TEXT PASSAGE
☆ ☆ ☆ ☆ ☆ ☆ ☆

There are several factors that could cause actual results or events to
differ materially from those anticipated, and include, but are not limited to
general economic, financial and business conditions, changes in and compliance
with governmental laws and regulations, including various state and federal
environmental regulations, our ability to obtain additional financing from
outside investors and/or bank and mezzanine lenders and our ability to generate
sufficient revenues to cover operating losses and position us to achieve
positive cash flow.
Readers are cautioned not to place undue reliance on the forward-looking
statements contained herein, which speak only as of the date hereof. We believe
the information contained in this Form 10-QSB to be accurate as of the date
hereof. Changes may occur after that date. We will not update that information
except as required by law in the normal course of its public disclosure
practices.
Additionally, the following discussion regarding our financial condition
and results of operations should be read in conjunction with the financial
statements and related notes contained in Item 1 of Part I of this Form 10-QSB,
as well as the financial statements in Item 7 of Part II of our Form 10-KSB for
the fiscal year ended September 30, 2004.

☆ ☆ ☆ ☆ ☆ ☆ ☆

ACTIONS TO TAKE
1 > In the filing excerpt, which fiscal year do the Form 10-KSB financial statements cover?
2 > Translate this sentence from the filing excerpt into Spanish: "We believe the information contained in this Form 10-QSB to be accurate as of the date hereof."
3 > Carry on the filing excerpt on financial condition and results of operations, picking up after its final sentence.
None of the material is needed for this work.

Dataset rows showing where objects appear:

☆ ☆ ☆ ☆ ☆ ☆ ☆

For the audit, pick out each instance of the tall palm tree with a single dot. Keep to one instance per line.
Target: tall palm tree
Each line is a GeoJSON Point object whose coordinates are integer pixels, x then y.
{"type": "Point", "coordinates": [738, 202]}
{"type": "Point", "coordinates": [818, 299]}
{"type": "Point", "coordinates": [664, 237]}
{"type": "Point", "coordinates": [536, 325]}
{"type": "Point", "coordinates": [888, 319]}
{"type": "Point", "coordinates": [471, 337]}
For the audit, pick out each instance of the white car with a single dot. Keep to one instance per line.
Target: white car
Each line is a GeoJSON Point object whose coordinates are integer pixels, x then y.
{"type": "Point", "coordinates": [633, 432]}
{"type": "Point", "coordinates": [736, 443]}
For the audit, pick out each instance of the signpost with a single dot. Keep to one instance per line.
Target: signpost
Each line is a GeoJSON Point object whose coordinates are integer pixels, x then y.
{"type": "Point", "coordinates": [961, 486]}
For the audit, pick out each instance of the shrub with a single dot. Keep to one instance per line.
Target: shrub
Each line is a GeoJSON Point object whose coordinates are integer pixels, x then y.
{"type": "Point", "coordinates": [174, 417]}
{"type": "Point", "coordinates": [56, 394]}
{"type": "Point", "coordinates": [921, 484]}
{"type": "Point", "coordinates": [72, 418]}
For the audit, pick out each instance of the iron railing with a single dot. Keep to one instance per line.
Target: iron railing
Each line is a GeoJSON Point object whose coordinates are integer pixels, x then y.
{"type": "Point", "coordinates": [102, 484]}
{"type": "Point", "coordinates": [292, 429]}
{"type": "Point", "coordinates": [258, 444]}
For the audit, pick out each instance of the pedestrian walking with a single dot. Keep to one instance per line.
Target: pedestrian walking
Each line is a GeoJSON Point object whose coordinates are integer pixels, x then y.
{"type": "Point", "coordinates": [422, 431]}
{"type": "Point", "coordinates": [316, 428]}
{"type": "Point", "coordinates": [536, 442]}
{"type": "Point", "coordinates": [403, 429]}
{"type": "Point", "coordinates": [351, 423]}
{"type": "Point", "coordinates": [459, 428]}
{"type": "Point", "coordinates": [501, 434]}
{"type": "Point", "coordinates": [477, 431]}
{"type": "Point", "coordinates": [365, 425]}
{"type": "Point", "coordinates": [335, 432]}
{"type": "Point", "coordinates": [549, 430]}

☆ ☆ ☆ ☆ ☆ ☆ ☆

IN RESPONSE
1 > The fiscal year ended September 30, 2004.

2 > Consideramos que la información contenida en este Formulario 10-QSB es exacta a la fecha del presente.

3 >
RESULTS OF OPERATIONS
CONTINUING OPERATIONS
REVENUE
THREE MONTHS ENDED JUNE 30, 2005 COMPARED TO THE THREE MONTHS ENDED JUNE 30,
2004.
Page 3
Total revenues for the three months ended June 30, 2005 were $2,012,746, an
increase of $1,620,183 or 413% percent compared to total revenues of $392,563
for the comparable period of the prior year. Revenue in the period increased due
to successful sales and marketing efforts pointed at captive or long term
customers. Construction services were introduced and multiple projects where
awarded and successfully completed in the period.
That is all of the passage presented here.